# Start of SELECTED EXTRACT

WHY THE VAST MAJORITY OF RETAIL TRADERS NEVER MAKE BIG MONEY
I am attaching a chart that shows some sobering statistics.
The progression goes like this:
1) All retail traders start with a dream to get rich quick;
2) 40% trade for only one month;
3) 80% quit within the first year;
4) Only 7% remain after 5 years;
5) 1% of all traders can profit net of fees.
To be clear, in this post I am talking about people, like me, who have decided to chose trading stocks for a living, not the casual trader who has another job as their primary source of income.
Interestingly, the attached chart uses a pyramid to show the progression I mentioned above.
I believe this is the PERFECT representation to explain why most people who try trade for a living are gone after a few years.
Specifically, they have unrealistic expectations about how they will profit and they never develop the skills that are truly needed to succeed.
THE MESSAGE NO ONE WANTS TO HEAR
I know what I am about to say is not popular and many will not want to hear it. The reason is that many people have unrealistic expectations regarding how to succeed in the stock market.
As the attached chart suggests, most retail traders think becoming rich in the stock market can be achieved quickly without having to do the massive amount of work needed for that to happen.
Unfortunately for those people, the reality is that being successful as a speculator, like any other vocation, will require hard work and a level of self-mastery that few people will achieve.
I am not suggesting that some people can’t make money quickly since we know that is possible.
However, that usually happens when someone starts out in a market that is amenable to making money quickly.
Then, when the tide of the market changes, those people who made money during the easy times typically lose most, or all, of the money they made previously.
The reason is that they never developed the skills and the discipline needed to achieve long-term success.
Instead of teaching people what they really need to be successful, most “gurus” have figured out that they can make more money selling the promise of “Hope” then selling reality.
So, many of them will sell books, seminars, etc. that promise to give people the next best indicator or method that is going to quickly make others rich quickly.
And…of course, that is what most people will buy because they truly do want to get rich quickly without putting in the sacrifice day in and day out to do what is TRULY required to be consistently successful as a trader.
WHAT IT REALLY TAKES TO SUCCEED
I am NOT a “guru” and I am NOT some kind of prodigy.
Yet, after 11 trading days in 2026, my trading portfolio is up 29.64%.
Yes, that's right…you can read it again, 29.64% after 11 trading days.
When most people hear that fact their initial thought is, “I need to buy the stocks that guy is buying” and would hope to hear of some winning pick they can capitalize on without having to do much work themselves.
To me…THIS IS VERY UNFORTUNATE.
You see, my being up 29.64% after 11 trading days in 2026 was not the result of taking massive risk buying some meme stock or “pump and dump” equity that I was lucky enough to time properly.
My current returns in the market so far this year are a result of tens of thousands of hours I have spent not only learning the principles used by truly master traders who are MUCH smarter than I am BUT ALSO developing the self-mastery needed to execute the investment strategy I have created for myself.
In fact, I will go as far as to say that without the self-mastery even the best system is not going to make you massive money in the stock market.

# End of SELECTED EXTRACT

§ **ACTIONS TO TAKE**:
1 – According to the piece on retail traders, what share of traders quit within the first year?
2 – Copy the piece on retail traders word for word, everything from "The reason is that they" down to "as a trader.".

# Start of RECORD EXTRACTS

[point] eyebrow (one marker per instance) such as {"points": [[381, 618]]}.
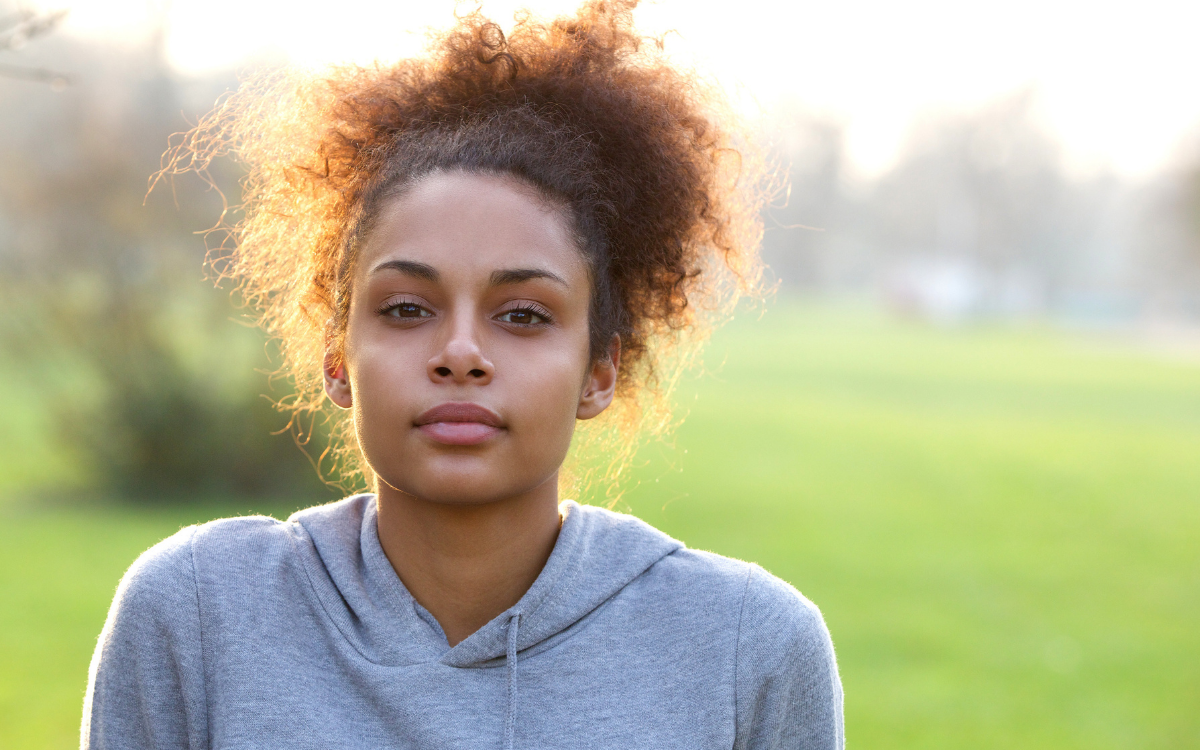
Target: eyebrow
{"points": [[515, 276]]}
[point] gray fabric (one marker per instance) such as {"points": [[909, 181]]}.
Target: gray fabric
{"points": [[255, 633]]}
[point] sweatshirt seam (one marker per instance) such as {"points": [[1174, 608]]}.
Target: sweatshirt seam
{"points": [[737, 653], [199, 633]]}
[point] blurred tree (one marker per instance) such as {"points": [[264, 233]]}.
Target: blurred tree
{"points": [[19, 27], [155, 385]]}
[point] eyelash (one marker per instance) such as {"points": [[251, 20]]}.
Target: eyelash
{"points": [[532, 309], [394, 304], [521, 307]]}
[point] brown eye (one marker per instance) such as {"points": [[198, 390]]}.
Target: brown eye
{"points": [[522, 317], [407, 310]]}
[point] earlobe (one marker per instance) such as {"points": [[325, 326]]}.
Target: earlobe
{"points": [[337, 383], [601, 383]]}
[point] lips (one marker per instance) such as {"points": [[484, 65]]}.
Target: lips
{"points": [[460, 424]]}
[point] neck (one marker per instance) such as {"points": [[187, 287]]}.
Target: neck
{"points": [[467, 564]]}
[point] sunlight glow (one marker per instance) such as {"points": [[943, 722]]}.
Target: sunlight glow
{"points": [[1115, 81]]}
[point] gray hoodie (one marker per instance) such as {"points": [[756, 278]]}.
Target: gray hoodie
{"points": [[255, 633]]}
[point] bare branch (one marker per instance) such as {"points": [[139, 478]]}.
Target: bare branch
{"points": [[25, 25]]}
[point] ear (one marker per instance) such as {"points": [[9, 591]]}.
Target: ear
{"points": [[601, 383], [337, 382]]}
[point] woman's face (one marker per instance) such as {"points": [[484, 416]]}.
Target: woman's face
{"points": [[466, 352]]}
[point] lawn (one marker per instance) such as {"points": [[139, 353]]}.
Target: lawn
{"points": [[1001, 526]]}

# End of RECORD EXTRACTS

§ **SOLVED TASKS**:
1 – 80%

2 –
The reason is that they never developed the skills and the discipline needed to achieve long-term success.
Instead of teaching people what they really need to be successful, most “gurus” have figured out that they can make more money selling the promise of “Hope” then selling reality.
So, many of them will sell books, seminars, etc. that promise to give people the next best indicator or method that is going to quickly make others rich quickly.
And…of course, that is what most people will buy because they truly do want to get rich quickly without putting in the sacrifice day in and day out to do what is TRULY required to be consistently successful as a trader.